**Objective:** Write out the entire listing below line for line, leaving out the pictures.

**Source data:**
•••

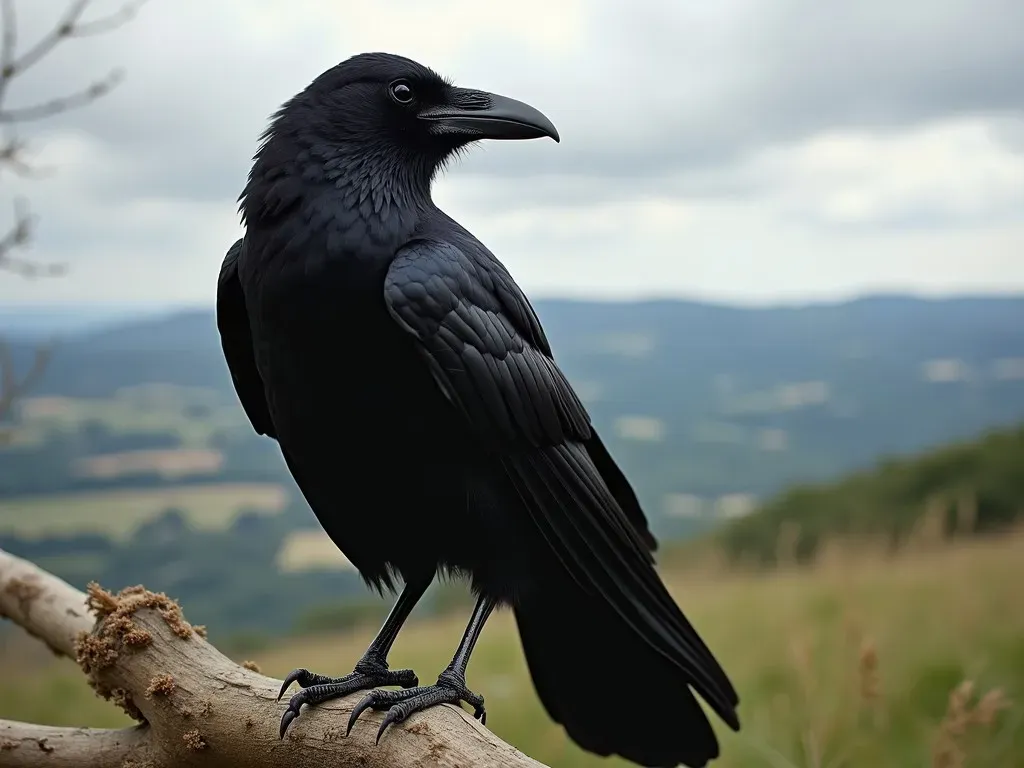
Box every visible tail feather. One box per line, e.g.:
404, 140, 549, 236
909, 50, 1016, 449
515, 580, 719, 768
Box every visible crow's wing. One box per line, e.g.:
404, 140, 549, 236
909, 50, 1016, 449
217, 239, 278, 439
384, 241, 738, 727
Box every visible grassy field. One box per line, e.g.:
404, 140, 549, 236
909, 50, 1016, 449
0, 482, 288, 540
0, 534, 1024, 768
15, 384, 245, 447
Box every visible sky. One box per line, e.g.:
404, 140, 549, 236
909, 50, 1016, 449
0, 0, 1024, 306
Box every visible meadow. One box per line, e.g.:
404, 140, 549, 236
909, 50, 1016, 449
0, 530, 1024, 768
0, 482, 288, 541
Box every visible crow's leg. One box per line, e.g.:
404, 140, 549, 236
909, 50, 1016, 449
278, 574, 433, 738
348, 597, 495, 741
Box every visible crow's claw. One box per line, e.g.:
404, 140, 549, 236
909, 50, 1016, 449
278, 660, 419, 738
345, 674, 487, 742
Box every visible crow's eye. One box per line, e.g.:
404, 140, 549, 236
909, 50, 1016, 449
391, 80, 414, 104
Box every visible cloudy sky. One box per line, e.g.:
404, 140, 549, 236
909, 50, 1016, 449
0, 0, 1024, 304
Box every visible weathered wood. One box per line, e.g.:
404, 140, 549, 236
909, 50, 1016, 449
0, 550, 545, 768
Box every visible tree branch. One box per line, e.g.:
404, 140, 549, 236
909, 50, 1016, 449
0, 550, 545, 768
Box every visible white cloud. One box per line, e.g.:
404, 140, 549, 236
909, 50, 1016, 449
0, 0, 1024, 303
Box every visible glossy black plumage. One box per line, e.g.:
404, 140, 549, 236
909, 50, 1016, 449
218, 54, 738, 766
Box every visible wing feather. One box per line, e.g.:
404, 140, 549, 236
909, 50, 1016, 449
217, 239, 278, 439
384, 241, 738, 727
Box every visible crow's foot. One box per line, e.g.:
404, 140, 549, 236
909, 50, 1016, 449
278, 659, 420, 738
346, 670, 487, 742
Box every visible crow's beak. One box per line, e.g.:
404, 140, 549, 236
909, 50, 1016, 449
419, 88, 558, 141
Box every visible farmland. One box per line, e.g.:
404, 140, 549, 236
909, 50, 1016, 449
0, 531, 1024, 768
0, 482, 288, 541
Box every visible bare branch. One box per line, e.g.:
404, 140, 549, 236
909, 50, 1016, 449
0, 70, 124, 124
0, 338, 53, 421
0, 550, 545, 768
0, 0, 145, 399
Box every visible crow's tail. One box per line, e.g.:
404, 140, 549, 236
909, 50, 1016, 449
515, 577, 719, 768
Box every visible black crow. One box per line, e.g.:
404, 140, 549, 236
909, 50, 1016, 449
217, 53, 739, 766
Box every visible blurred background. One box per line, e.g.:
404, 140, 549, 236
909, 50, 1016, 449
0, 0, 1024, 768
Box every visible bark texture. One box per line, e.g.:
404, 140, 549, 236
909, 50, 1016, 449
0, 550, 545, 768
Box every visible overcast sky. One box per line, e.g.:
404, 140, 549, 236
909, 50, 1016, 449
0, 0, 1024, 304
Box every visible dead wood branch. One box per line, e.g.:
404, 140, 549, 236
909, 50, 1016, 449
0, 550, 545, 768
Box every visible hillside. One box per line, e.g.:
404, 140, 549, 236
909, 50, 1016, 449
0, 297, 1024, 633
6, 297, 1024, 512
715, 426, 1024, 562
0, 531, 1024, 768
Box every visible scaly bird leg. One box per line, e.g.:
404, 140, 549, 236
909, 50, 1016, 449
278, 574, 433, 738
346, 597, 495, 741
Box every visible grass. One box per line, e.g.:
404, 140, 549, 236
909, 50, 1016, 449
15, 385, 245, 447
0, 532, 1024, 768
0, 482, 288, 541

•••

**Task answer:**
Box every visible tail feather. One box per line, e.g.:
404, 140, 549, 236
909, 50, 1016, 449
515, 580, 719, 768
Box every visible crow's wing. One box per line, e.g.:
404, 140, 549, 236
909, 50, 1016, 449
217, 239, 278, 439
384, 241, 738, 727
Box every visible grassy field. One box per line, e.g.:
404, 140, 549, 236
909, 50, 1016, 449
0, 482, 288, 540
0, 534, 1024, 768
15, 384, 245, 447
Box every visible sky. One box per line, e.g.:
404, 140, 549, 236
909, 50, 1016, 449
0, 0, 1024, 306
Box every visible meadow. One box per line, e.g.:
404, 140, 549, 236
909, 50, 1016, 449
0, 530, 1024, 768
0, 482, 288, 541
Box every visible crow's leg. One box per line, e.g.:
404, 140, 549, 236
909, 50, 1016, 449
278, 574, 433, 738
348, 597, 495, 741
Box every visible crow's claw. One box per line, e.g.:
404, 140, 549, 236
909, 50, 1016, 449
278, 660, 419, 738
345, 674, 487, 742
Box every visible crow's eye. One box per line, e.g.:
404, 140, 549, 236
909, 50, 1016, 449
391, 80, 414, 104
Box every visible cloudy sky. One box per line, e.g.:
404, 140, 549, 236
909, 50, 1016, 449
0, 0, 1024, 304
Box every visible weathered wood. One box per line, e.g.:
404, 140, 549, 236
909, 50, 1016, 449
0, 550, 545, 768
Box every visible tree branch. One box per line, e.g.:
404, 140, 549, 236
909, 50, 1016, 449
0, 550, 545, 768
Box every visible white cloud. One box per line, e.g.:
404, 140, 549, 236
909, 50, 1016, 449
0, 0, 1024, 303
Box every visible glossy black plumage. One box per line, e.g.:
404, 140, 549, 236
909, 50, 1016, 449
218, 54, 738, 766
Box every visible wing feather. One box per line, e.g.:
404, 140, 549, 236
909, 50, 1016, 449
217, 239, 278, 439
384, 241, 738, 727
Box every visible crow's foot. One box per line, e.g.:
404, 140, 549, 236
909, 50, 1016, 449
278, 659, 420, 738
346, 670, 487, 742
Box every visible crow's beak. One box per line, e.g.:
404, 140, 549, 236
909, 50, 1016, 449
419, 88, 558, 141
Box every visible farmland. One box per line, e.g.:
404, 140, 549, 236
909, 50, 1016, 449
0, 531, 1024, 768
0, 482, 288, 541
Box every visible bare branch. One box per line, e.g.:
404, 140, 549, 236
909, 50, 1016, 449
0, 70, 124, 124
0, 338, 53, 421
0, 550, 545, 768
0, 0, 145, 399
Box every visible crow's tail. One box per line, e.g.:
404, 140, 549, 236
909, 50, 1016, 449
515, 577, 719, 768
Box every visible black crow. One box per line, e.g.:
404, 140, 549, 236
909, 50, 1016, 449
217, 53, 739, 766
Box every visible blurred background. One box per line, e.g.:
404, 140, 549, 236
909, 50, 1016, 449
0, 0, 1024, 768
Box every visible bark texture. One box per line, e.g.:
404, 140, 549, 236
909, 50, 1016, 449
0, 550, 545, 768
Box every visible overcast sky. One box per line, e.g.:
404, 140, 549, 236
909, 50, 1016, 449
0, 0, 1024, 304
Box every visible dead wood branch. One box per line, e.g.:
404, 140, 549, 236
909, 50, 1016, 449
0, 550, 545, 768
Box every visible hillside. One box per line, e.g.:
404, 140, 549, 236
909, 50, 1016, 449
0, 297, 1024, 633
6, 297, 1024, 512
715, 426, 1024, 562
0, 531, 1024, 768
Box every visible scaly bird leg. One box per line, e.g.:
404, 140, 549, 236
909, 50, 1016, 449
278, 574, 433, 738
346, 597, 495, 741
Box every visible grass. One box per line, e.g.:
404, 140, 549, 236
909, 50, 1016, 449
15, 385, 245, 447
0, 532, 1024, 768
0, 482, 288, 541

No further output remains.